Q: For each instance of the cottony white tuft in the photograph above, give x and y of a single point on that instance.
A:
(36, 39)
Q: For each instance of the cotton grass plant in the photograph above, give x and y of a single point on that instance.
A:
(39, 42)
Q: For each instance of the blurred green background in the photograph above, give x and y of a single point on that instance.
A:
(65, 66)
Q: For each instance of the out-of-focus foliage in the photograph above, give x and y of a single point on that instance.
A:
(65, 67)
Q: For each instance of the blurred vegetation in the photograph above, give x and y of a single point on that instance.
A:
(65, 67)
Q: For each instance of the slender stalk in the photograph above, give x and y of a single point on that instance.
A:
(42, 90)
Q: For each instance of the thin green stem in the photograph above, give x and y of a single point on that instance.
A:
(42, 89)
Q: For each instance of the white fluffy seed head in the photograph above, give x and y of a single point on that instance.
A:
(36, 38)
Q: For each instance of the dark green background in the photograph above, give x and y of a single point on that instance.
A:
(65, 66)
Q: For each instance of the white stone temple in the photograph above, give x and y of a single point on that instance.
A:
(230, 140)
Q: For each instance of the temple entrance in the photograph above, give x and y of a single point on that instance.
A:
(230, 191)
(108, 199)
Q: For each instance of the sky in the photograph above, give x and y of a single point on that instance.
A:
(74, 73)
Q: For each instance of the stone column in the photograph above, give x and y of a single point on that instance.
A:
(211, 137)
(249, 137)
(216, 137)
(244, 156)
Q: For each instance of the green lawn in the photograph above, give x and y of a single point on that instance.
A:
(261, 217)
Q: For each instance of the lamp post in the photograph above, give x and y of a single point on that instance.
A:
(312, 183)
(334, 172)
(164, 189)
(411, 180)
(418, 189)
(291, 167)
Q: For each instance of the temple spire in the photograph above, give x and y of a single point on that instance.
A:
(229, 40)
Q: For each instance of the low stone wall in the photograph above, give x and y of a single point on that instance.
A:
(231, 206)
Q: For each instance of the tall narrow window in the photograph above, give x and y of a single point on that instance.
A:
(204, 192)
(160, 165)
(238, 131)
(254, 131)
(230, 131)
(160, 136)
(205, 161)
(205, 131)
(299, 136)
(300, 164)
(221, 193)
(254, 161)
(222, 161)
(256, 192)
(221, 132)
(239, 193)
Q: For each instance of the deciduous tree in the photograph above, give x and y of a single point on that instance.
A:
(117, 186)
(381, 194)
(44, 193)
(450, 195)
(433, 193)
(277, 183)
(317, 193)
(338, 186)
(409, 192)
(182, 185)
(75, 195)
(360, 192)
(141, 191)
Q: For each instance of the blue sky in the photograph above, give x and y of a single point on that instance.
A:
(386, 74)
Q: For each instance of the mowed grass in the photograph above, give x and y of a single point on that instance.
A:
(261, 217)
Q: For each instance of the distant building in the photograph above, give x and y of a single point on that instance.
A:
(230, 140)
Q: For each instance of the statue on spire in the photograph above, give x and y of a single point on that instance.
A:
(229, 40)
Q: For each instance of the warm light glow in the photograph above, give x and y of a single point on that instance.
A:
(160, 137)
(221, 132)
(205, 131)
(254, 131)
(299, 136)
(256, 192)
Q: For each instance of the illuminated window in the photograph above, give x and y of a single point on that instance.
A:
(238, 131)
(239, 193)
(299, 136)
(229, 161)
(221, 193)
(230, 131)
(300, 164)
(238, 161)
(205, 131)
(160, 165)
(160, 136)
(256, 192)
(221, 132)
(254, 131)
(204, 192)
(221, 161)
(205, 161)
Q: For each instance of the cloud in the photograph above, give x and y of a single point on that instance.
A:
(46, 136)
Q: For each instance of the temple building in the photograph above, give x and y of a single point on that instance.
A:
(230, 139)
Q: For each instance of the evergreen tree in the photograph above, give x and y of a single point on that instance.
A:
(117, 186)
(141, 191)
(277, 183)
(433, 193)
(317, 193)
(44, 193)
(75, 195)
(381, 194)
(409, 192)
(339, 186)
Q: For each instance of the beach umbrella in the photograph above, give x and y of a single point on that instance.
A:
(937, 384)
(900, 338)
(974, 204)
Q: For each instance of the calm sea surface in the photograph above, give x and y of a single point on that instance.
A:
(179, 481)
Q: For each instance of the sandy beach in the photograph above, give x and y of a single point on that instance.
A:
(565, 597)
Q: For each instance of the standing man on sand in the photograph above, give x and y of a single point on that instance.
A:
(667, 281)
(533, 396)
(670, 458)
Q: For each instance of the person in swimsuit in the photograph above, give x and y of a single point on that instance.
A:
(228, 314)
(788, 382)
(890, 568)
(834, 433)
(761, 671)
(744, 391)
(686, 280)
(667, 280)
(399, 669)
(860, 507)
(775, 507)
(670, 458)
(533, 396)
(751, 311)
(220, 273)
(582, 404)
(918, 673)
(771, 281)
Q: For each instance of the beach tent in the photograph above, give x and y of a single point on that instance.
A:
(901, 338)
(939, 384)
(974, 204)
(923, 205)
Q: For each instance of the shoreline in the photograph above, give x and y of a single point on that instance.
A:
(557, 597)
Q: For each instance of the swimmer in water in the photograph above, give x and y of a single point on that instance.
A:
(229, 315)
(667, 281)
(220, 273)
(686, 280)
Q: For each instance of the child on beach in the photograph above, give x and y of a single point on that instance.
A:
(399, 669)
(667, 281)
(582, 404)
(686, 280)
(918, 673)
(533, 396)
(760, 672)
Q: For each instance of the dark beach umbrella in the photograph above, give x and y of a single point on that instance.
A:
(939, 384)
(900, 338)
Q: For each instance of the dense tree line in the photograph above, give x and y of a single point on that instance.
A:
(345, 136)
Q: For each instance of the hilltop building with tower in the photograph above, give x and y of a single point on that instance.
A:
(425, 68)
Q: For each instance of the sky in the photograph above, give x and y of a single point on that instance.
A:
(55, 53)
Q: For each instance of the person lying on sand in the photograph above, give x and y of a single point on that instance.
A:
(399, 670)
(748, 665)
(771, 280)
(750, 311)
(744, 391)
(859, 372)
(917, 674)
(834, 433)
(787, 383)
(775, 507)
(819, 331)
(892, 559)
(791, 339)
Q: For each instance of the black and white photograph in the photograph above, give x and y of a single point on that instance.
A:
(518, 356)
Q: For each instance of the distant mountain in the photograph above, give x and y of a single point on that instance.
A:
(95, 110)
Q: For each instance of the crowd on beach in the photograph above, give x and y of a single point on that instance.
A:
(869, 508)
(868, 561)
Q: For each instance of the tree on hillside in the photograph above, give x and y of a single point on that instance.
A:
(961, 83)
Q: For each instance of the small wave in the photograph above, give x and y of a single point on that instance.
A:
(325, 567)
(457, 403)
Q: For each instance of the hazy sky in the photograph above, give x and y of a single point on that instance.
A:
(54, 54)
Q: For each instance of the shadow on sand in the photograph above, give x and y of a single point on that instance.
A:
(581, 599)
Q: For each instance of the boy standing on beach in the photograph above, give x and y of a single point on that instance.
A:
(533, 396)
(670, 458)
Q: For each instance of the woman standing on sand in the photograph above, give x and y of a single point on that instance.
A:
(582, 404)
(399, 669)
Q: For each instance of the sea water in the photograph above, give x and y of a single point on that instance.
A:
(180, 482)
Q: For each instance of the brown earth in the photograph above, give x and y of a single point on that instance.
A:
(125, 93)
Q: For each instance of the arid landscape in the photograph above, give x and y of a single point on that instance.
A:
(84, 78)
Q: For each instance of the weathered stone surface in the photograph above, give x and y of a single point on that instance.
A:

§ WHAT IS BEING ASKED
Note how many lines in the data above have the string "distant" in them, and give that number by itself.

§ SOLUTION TO THE PROBLEM
2